Point labels for objects
==*==

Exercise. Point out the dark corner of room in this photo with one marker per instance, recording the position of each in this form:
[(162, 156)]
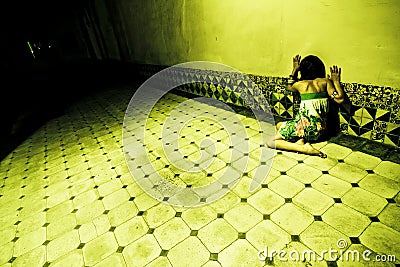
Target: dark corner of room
[(52, 55)]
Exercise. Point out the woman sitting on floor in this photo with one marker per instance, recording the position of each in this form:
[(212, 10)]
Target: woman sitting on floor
[(310, 123)]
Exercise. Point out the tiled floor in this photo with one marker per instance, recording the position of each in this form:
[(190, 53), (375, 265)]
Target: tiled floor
[(68, 197)]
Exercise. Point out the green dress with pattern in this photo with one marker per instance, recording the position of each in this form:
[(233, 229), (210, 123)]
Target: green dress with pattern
[(310, 122)]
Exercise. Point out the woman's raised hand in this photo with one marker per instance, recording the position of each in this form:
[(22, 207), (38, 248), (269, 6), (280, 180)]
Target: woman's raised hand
[(335, 73), (296, 62)]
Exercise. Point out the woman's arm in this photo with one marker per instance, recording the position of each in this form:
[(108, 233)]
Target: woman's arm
[(334, 87), (293, 77)]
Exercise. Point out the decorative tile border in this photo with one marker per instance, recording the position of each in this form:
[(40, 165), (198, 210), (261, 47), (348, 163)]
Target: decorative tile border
[(374, 113)]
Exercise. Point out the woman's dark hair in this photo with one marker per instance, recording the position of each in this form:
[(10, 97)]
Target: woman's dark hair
[(311, 67)]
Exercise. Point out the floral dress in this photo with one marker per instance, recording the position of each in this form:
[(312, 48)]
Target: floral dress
[(310, 122)]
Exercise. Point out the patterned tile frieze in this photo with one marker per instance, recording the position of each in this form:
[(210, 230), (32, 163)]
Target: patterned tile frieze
[(373, 112)]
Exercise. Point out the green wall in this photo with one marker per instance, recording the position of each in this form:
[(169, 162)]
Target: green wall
[(261, 36)]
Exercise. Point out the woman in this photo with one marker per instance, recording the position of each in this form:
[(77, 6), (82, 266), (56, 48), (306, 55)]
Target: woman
[(310, 123)]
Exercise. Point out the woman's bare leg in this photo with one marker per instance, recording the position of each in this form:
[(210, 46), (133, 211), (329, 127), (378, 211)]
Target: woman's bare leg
[(305, 148)]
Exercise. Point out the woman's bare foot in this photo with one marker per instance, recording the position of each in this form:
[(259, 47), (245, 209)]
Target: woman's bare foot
[(310, 150), (300, 141)]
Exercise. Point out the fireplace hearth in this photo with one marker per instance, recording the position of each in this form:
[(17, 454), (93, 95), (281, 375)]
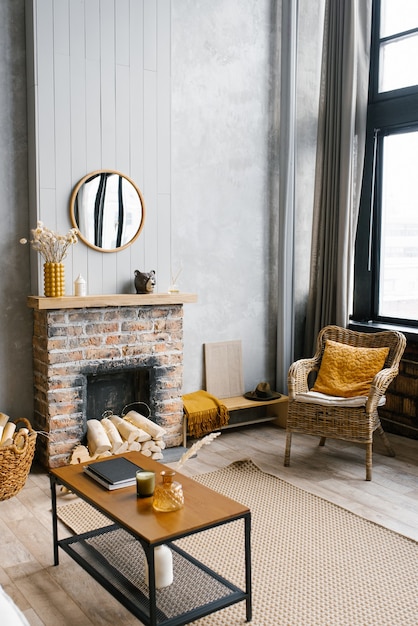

==*==

# Aim:
Format every line of the rows above as a JSON list of strings, one string per line, omitting blank lines and leaving out the pictures.

# Completed task:
[
  "Exercise. Point out the dark corner of room in this photo with one marker per instance, recording the position of each in this form:",
  "[(162, 156)]",
  "Target: dark corner of room",
  "[(52, 55)]",
  "Exercise. Point out the woman sitting on floor in this photo with one marker per instance, recording the position of each in this form:",
  "[(212, 10)]",
  "Target: woman sitting on floor",
  "[(310, 123)]",
  "Exercise. Point out the tiled floor in this photo with one marker per instance, recording the position of each in this form:",
  "[(190, 53), (375, 265)]",
  "Target: tiled floor",
  "[(68, 197)]",
  "Exercise. Point out the green dress with pattern in this photo with one marker per instance, recording the position of each in this form:",
  "[(233, 229), (210, 123)]",
  "Target: green dress with pattern",
  "[(310, 122)]",
  "Exercise. Point out the woman's raised hand in this photo with one marker per instance, recording the position of each in this form:",
  "[(22, 207), (38, 248), (269, 6), (280, 180)]",
  "Target: woman's raised hand",
  "[(335, 73), (296, 62)]",
  "Exercise. Point out the woman's arm in this photo with one marker per instance, recording the position of each in this form:",
  "[(108, 233)]",
  "Target: woman's arm",
  "[(334, 87), (293, 77)]",
  "Exercise. Point out the decorative tile border in this photo with one marker per instance, recording the position of each in this form:",
  "[(40, 165), (198, 210), (261, 47), (348, 163)]",
  "Target: decorative tile border",
  "[(374, 113)]",
  "Exercise. Point out the woman's dark hair in this photo with one marker per instance, recording the position of each in this form:",
  "[(10, 97)]",
  "Target: woman's dark hair",
  "[(311, 67)]",
  "Exercise. Point out the floral dress in this photo with one marker per instance, recording the position of each in this form:",
  "[(312, 48)]",
  "Target: floral dress",
  "[(310, 122)]",
  "Exercise. Point out the patterned tile frieze in this photo with one marker per instance, recording the position of each in this form:",
  "[(210, 230), (32, 163)]",
  "Target: patterned tile frieze",
  "[(373, 112)]",
  "Exercise. Point out the green wall in this photo with one marker per instance, recording the position of each in this form:",
  "[(169, 162)]",
  "Target: green wall",
  "[(261, 36)]",
  "Exercise. Point out the woman in this photo with one marker per instance, recording the position of each in this form:",
  "[(77, 6), (82, 266), (56, 48), (306, 55)]",
  "Target: woman",
  "[(310, 123)]",
  "Exercise. Point out the woman's bare leg in this photo with one marker per instance, recording the position of each in this form:",
  "[(210, 46), (133, 211), (329, 127), (378, 211)]",
  "Target: woman's bare leg",
  "[(305, 148)]",
  "Exercise. Point out the woman's bare foot in this photo with one marker per instance, recording the position of each in this form:",
  "[(259, 47), (245, 209)]",
  "Target: woman's bare foot",
  "[(310, 150), (300, 141)]",
  "Exercise. Point out the fireplace hearth in this photo with one marker per instance, recording the position of each in this form:",
  "[(17, 454), (93, 95), (281, 375)]"
]